◆ PROBLEM TO SOLVE:
Reproduce every record below exactly as written, leaving out any pictures.

◆ THE DATA:
## Begin
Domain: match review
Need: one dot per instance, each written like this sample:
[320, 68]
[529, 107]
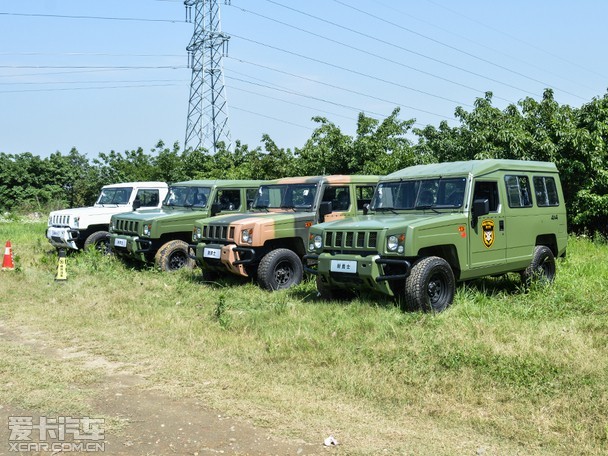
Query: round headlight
[393, 243]
[318, 241]
[246, 236]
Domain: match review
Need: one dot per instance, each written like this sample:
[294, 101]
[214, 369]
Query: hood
[97, 210]
[388, 221]
[261, 218]
[149, 215]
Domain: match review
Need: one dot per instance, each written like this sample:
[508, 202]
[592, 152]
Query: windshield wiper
[382, 209]
[427, 206]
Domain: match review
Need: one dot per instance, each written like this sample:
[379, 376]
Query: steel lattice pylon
[207, 122]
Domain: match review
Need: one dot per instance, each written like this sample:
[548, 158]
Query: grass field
[500, 372]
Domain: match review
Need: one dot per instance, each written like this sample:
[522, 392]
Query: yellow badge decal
[488, 232]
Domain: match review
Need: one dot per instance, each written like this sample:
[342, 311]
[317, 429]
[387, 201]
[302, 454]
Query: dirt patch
[146, 421]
## End
◆ SOLVED PROBLEM:
Domain: match review
Need: one dot per instance, each written like this sample:
[320, 68]
[529, 107]
Query: round headlight
[393, 243]
[318, 241]
[246, 236]
Domain: match review
Need: one dot per instance, each written like this sample:
[294, 101]
[214, 369]
Query: hood
[97, 210]
[388, 221]
[261, 218]
[149, 215]
Domain: match review
Need: one dot per instance, each written like this sample:
[508, 202]
[592, 152]
Query: windshield wiper
[382, 209]
[427, 206]
Domain: match review
Need: one dot per instance, each written like this sample:
[379, 376]
Query: steel lattice pylon
[207, 122]
Domain: match review
Need: one dot per instance, each written like this sample:
[548, 158]
Query: grass field
[500, 372]
Domain: match review
Need: one dot per instance, each written like this sample:
[522, 392]
Query: yellow badge decal
[488, 232]
Domain: match review
Need: one dot per instance, each written like this sample:
[342, 311]
[317, 429]
[387, 201]
[302, 454]
Query: dirt patch
[146, 421]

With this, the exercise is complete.